Start of Exercise data

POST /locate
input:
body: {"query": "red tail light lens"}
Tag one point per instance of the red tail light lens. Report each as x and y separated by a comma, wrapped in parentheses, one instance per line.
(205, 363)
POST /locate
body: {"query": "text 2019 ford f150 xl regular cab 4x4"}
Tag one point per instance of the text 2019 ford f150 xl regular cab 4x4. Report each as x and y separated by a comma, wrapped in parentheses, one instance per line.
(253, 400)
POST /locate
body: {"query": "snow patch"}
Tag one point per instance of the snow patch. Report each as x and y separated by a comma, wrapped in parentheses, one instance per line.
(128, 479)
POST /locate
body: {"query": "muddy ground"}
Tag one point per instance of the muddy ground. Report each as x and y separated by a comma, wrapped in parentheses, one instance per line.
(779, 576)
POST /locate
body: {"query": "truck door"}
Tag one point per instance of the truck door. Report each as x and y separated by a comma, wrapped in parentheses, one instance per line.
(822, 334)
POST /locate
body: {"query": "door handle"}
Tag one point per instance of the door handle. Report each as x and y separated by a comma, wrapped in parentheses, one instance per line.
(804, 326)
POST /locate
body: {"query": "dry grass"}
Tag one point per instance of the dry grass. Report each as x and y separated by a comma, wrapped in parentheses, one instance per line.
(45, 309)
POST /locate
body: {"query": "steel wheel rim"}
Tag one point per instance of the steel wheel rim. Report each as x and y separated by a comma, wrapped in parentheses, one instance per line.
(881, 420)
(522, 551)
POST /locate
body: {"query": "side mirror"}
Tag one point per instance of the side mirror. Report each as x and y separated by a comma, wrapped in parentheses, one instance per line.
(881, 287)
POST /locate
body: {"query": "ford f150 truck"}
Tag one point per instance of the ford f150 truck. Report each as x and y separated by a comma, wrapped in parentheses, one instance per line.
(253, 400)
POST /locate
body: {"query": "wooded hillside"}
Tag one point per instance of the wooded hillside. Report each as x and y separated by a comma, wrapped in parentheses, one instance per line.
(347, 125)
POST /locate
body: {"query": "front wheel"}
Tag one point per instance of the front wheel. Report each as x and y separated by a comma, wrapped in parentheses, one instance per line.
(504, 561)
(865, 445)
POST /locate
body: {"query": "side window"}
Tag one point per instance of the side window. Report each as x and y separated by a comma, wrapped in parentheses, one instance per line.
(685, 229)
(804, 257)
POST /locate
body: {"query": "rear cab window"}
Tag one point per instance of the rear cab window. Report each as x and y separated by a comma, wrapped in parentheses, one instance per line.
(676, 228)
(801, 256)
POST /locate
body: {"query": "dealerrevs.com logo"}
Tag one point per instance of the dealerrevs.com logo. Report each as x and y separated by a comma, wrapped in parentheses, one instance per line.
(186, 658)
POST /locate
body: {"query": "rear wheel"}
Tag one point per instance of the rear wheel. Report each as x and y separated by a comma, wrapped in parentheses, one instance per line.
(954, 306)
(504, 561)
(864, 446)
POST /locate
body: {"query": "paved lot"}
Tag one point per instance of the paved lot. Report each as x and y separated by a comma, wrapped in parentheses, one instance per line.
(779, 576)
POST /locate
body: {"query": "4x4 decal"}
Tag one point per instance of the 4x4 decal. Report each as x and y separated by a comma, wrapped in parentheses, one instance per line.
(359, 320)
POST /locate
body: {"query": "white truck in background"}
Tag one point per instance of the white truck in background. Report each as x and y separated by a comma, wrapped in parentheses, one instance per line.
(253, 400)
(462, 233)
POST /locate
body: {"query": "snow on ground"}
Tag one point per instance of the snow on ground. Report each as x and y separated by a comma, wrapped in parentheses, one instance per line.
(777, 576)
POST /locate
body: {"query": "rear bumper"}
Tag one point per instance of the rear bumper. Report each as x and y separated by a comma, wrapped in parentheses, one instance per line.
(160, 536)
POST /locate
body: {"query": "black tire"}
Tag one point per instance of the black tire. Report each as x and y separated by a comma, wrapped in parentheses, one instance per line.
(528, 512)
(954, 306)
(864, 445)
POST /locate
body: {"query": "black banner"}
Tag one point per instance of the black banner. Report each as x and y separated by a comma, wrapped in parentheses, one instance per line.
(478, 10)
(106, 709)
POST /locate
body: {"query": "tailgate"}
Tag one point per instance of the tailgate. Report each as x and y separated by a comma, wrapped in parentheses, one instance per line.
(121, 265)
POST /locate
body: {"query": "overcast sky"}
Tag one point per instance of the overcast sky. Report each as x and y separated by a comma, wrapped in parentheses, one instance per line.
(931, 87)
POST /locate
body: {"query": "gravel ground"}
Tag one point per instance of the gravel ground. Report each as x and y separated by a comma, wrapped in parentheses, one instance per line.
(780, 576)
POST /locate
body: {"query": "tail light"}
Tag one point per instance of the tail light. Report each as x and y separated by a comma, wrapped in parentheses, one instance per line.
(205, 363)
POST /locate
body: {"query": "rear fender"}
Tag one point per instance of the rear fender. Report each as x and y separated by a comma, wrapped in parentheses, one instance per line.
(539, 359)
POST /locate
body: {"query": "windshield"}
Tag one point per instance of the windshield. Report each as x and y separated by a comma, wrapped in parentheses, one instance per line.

End of Exercise data

#### [What is required]
Set apart and copy each line of the records that holds the word "windshield".

#### [Response below]
body: {"query": "windshield"}
Tag one point per instance of the windshield. Report each as x and y separated by a comma, wrapped in parentheses, one instance per line.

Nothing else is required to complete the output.